# Sobre a tarefa:
Copie sem nenhuma alteração as linhas dos dados, desde a primeira até a linha que contém "[[110, 0, 210, 87]]", incluindo esta.

Dados registrados
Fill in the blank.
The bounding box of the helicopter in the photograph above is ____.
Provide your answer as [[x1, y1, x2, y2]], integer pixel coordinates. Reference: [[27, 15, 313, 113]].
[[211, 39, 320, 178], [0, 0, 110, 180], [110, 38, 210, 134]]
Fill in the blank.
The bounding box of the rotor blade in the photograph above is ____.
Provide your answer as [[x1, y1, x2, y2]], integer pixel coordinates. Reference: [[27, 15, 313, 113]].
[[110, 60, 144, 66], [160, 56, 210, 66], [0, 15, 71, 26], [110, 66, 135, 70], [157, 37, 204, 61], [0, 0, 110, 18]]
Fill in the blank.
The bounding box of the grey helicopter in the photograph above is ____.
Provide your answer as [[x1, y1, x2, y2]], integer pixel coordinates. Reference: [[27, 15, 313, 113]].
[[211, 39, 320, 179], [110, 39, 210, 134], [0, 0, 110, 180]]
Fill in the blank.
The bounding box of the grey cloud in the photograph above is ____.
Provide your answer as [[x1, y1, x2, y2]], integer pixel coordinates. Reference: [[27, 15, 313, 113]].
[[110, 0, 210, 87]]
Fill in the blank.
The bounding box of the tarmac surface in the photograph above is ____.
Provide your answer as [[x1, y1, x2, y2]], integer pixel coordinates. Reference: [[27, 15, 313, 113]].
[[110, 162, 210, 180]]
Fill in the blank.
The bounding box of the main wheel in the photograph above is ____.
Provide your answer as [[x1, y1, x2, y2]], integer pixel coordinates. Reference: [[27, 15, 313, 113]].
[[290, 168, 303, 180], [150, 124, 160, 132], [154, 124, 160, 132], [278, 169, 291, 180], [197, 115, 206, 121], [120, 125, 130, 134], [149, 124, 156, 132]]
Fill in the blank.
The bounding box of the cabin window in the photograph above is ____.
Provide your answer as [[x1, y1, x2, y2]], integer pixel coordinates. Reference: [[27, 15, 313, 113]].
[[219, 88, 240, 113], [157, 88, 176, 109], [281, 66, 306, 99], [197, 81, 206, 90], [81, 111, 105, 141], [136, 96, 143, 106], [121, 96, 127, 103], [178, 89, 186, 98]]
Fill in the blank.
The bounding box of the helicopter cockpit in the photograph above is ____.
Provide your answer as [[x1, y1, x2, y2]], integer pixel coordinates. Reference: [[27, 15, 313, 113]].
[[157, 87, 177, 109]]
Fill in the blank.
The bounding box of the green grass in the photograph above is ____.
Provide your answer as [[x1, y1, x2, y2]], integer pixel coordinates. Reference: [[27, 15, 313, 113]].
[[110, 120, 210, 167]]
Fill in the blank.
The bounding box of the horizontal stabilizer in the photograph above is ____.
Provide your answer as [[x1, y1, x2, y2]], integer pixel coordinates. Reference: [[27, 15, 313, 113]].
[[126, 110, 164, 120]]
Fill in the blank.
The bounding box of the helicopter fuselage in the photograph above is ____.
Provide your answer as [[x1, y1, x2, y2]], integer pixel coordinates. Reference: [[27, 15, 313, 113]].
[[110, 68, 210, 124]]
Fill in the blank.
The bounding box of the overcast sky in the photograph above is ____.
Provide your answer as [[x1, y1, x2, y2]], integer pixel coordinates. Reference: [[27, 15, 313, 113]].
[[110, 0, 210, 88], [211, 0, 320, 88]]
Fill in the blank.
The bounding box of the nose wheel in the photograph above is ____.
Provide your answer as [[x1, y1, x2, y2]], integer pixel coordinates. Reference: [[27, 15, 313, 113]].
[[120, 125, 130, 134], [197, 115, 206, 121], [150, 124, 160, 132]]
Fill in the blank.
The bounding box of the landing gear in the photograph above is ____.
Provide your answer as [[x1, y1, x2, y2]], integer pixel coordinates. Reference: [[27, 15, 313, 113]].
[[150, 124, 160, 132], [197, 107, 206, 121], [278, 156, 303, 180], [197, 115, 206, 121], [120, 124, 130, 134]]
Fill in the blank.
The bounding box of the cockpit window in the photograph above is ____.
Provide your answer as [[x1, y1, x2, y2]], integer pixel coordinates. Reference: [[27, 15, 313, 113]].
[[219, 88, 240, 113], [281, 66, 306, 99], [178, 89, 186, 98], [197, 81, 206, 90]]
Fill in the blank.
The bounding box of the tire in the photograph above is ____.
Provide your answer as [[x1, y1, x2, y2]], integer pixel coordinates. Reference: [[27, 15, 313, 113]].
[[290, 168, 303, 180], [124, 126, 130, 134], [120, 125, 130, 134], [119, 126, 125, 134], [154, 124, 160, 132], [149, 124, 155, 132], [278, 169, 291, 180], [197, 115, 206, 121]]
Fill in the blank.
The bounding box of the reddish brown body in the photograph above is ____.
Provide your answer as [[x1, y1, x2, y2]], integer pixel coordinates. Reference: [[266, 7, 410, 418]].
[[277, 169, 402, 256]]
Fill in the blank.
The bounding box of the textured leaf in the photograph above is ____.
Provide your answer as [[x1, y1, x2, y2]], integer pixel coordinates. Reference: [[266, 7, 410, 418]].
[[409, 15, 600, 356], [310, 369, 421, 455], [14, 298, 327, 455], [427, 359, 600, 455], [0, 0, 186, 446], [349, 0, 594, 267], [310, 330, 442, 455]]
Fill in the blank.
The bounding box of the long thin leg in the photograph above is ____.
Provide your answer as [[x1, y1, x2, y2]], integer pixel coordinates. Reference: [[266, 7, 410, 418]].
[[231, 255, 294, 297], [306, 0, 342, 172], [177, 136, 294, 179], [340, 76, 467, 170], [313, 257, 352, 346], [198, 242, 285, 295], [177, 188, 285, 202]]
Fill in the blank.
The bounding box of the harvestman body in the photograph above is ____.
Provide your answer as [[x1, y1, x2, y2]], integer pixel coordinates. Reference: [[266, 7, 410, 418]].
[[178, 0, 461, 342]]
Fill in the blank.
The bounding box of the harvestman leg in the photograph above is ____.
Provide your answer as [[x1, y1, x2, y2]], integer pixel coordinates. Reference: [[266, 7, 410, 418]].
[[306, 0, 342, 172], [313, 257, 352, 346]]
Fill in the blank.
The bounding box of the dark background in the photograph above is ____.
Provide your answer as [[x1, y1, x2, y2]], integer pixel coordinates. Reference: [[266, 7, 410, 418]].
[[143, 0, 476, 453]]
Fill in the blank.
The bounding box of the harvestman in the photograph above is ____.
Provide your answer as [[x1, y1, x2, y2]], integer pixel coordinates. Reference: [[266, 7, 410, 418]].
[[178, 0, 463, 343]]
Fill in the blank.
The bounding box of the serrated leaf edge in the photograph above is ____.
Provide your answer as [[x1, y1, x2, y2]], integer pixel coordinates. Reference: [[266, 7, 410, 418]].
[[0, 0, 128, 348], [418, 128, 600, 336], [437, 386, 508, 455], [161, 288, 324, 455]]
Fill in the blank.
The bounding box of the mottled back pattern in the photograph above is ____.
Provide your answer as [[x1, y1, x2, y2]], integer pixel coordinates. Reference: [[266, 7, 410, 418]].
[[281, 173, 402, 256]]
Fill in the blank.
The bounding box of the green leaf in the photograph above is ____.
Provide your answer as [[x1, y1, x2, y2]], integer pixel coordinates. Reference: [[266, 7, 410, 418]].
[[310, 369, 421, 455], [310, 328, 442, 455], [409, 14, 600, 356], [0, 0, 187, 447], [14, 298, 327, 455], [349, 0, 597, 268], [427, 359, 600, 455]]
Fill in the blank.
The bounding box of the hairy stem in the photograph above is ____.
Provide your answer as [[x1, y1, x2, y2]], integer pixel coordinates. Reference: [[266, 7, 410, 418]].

# Resposta da tarefa:
Fill in the blank.
The bounding box of the helicopter in the photograph above is ____.
Provide your answer as [[x1, y1, x2, y2]], integer pixel coordinates. Reference: [[27, 15, 313, 113]].
[[211, 39, 320, 178], [0, 0, 110, 180], [110, 38, 210, 134]]
Fill in the blank.
The bounding box of the rotor blade in the photograph above is ____.
Provide your answer as [[x1, y1, x2, y2]], integer pixel coordinates. Reference: [[27, 15, 313, 113]].
[[110, 60, 144, 66], [160, 56, 210, 66], [0, 15, 71, 26], [110, 66, 135, 70], [157, 37, 204, 61], [0, 0, 110, 18]]
Fill in the blank.
The bounding box of the grey helicopter in the photograph above is ____.
Provide your answer as [[x1, y1, x2, y2]], integer pixel coordinates. Reference: [[27, 15, 313, 113]].
[[211, 39, 320, 179], [110, 39, 210, 134], [0, 0, 110, 180]]
Fill in the blank.
The bounding box of the grey cloud in the photograph above is ____.
Provide your answer as [[x1, y1, x2, y2]], integer pixel coordinates. Reference: [[27, 15, 313, 113]].
[[110, 0, 210, 87]]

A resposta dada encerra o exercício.